Data extracted from a collection:

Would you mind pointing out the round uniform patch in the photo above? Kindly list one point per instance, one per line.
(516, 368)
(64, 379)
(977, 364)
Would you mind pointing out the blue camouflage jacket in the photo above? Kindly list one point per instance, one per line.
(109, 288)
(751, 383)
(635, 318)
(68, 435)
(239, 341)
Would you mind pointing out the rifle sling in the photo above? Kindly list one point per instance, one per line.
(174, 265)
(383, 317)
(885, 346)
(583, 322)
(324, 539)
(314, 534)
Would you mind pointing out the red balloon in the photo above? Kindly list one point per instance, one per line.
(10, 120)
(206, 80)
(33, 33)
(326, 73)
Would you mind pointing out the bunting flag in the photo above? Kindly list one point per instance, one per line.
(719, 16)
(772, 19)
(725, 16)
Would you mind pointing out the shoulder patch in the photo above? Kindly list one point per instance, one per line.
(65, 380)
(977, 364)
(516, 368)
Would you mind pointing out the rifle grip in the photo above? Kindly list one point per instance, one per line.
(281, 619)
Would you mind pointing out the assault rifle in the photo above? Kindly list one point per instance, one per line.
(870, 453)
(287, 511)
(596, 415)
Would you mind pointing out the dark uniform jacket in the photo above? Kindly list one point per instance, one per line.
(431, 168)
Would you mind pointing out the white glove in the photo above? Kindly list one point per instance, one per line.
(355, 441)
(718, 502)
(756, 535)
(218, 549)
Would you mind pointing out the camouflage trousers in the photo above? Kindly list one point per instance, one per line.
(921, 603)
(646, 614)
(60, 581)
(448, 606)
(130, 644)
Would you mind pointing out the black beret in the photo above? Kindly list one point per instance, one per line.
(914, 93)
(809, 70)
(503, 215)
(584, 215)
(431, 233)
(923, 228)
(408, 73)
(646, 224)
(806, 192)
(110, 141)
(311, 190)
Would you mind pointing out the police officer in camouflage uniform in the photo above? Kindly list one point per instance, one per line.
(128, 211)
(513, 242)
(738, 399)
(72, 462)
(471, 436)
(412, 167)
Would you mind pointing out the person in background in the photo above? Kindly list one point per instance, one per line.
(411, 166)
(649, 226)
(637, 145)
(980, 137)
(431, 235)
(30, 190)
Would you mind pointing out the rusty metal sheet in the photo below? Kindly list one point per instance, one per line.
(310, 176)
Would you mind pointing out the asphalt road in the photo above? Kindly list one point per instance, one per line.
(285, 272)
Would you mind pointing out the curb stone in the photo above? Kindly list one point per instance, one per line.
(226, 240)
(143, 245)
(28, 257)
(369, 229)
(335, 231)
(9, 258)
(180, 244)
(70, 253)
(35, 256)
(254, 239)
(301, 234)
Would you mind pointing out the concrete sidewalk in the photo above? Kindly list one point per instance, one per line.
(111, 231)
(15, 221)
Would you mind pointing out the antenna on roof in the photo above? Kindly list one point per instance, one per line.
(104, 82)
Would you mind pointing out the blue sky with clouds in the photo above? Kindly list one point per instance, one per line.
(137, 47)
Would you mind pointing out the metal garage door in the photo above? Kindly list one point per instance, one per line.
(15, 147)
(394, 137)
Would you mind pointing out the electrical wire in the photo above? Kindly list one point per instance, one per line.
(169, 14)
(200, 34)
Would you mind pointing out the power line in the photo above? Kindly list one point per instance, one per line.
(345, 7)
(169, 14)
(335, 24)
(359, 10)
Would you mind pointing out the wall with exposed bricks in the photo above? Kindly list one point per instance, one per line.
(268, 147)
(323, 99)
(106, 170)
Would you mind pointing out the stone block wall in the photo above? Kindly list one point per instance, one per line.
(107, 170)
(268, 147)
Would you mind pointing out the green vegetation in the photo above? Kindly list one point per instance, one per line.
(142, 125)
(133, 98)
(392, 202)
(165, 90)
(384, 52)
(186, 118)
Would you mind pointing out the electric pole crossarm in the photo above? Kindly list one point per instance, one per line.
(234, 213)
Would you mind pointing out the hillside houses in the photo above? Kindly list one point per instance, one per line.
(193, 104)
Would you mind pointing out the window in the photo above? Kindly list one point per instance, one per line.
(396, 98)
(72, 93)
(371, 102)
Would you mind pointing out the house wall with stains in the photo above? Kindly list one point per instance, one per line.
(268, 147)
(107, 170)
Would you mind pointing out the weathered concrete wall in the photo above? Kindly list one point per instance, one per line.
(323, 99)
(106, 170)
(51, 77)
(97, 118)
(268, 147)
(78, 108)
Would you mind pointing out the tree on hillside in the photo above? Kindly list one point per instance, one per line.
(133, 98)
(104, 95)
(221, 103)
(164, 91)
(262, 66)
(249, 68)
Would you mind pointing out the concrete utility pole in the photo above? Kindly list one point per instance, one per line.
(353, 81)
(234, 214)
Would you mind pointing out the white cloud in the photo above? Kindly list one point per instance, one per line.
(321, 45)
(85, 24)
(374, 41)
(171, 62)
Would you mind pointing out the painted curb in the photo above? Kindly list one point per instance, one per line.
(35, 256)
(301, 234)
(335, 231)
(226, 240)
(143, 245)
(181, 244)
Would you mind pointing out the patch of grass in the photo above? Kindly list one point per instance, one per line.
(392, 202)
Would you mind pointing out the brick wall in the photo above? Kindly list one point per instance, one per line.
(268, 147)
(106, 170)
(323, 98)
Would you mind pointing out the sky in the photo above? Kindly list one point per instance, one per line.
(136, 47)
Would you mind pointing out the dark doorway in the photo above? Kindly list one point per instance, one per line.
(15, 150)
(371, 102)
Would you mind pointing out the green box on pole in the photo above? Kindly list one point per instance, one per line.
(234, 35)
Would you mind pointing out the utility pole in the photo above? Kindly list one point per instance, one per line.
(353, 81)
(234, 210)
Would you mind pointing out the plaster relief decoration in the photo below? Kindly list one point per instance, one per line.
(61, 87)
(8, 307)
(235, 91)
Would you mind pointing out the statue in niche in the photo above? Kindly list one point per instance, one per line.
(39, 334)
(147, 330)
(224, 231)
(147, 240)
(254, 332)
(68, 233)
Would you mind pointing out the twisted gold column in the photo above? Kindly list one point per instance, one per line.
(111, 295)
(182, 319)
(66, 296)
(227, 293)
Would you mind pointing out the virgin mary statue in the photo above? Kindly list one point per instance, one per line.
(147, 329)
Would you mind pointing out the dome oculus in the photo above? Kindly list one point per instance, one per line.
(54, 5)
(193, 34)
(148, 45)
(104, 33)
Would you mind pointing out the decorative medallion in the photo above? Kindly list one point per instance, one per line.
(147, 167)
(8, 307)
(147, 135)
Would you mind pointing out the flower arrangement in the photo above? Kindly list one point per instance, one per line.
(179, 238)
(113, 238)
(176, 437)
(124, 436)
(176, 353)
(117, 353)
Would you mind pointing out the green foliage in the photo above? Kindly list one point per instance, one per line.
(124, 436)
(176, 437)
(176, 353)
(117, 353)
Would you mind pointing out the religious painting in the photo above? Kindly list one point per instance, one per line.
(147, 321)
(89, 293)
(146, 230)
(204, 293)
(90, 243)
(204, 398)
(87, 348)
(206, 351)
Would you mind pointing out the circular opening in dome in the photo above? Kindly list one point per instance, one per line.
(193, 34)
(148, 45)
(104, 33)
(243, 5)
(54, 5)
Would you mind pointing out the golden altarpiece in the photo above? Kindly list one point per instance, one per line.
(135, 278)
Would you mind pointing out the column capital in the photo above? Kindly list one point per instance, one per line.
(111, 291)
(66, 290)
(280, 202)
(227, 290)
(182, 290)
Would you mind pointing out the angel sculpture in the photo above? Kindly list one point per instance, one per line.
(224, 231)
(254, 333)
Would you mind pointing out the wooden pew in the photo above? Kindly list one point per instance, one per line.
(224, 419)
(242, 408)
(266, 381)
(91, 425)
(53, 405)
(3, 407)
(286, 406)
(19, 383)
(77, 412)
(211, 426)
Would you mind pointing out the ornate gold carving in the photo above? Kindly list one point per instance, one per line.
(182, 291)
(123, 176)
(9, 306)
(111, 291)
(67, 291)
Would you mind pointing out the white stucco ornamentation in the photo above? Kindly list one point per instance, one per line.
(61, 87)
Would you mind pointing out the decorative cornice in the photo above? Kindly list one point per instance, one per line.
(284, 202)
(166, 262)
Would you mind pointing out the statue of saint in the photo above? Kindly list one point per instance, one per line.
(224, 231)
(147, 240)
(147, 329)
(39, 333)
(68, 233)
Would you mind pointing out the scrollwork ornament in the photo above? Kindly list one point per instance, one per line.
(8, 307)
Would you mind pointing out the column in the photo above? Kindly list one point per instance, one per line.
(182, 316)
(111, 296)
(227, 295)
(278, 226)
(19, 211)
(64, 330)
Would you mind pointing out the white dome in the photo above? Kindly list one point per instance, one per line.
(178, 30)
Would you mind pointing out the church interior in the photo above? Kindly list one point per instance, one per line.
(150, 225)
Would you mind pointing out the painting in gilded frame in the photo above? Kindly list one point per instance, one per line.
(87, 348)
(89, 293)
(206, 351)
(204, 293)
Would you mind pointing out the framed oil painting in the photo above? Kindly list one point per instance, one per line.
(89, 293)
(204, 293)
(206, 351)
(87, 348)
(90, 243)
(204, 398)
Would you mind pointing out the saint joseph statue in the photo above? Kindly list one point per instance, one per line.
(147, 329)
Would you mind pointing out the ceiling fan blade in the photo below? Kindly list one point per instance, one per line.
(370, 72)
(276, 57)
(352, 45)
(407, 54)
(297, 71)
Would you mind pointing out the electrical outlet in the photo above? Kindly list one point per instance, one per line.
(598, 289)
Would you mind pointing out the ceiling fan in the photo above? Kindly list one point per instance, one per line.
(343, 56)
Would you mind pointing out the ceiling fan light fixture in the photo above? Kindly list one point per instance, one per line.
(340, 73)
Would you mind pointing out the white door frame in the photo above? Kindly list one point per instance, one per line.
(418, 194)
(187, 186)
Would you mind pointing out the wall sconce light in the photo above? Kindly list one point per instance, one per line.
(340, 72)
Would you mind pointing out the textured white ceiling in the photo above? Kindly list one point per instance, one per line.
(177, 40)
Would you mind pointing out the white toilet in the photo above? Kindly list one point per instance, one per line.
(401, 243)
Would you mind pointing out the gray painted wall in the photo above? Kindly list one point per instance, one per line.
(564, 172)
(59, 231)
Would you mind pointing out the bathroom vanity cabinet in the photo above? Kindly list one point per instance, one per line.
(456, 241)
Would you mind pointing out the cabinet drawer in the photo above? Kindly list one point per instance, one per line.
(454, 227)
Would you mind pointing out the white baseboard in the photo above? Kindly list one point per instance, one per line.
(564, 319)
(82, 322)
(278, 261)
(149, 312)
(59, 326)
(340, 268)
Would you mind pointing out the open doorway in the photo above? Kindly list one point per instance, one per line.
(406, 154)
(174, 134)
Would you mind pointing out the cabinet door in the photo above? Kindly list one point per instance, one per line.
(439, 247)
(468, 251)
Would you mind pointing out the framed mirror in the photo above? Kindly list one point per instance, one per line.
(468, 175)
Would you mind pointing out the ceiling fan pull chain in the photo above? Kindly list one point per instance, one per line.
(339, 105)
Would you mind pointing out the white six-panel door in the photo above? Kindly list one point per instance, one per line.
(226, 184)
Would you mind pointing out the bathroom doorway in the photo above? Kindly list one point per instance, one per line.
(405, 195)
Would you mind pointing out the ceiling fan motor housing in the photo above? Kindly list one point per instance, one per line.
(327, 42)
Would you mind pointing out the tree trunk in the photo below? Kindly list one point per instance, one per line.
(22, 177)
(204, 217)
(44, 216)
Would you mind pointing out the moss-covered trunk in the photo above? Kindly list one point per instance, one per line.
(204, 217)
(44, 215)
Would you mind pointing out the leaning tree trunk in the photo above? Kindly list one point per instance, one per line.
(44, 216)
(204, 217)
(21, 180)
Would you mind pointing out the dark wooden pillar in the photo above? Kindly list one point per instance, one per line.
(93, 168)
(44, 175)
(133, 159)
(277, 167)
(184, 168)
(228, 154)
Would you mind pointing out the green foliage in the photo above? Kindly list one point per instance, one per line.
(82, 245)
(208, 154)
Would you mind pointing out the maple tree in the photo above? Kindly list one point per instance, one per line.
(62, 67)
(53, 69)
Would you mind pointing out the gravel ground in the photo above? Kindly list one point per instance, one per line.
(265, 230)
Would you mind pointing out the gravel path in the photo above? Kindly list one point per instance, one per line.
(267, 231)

Aim of the task →
Beginning at the line containing "Would you mind pointing out the gravel path", repeat each line exactly through the last line of the entries, and include no other lines.

Response area →
Would you mind pointing out the gravel path in the photo above? Kindly list one point per instance, one per line.
(267, 231)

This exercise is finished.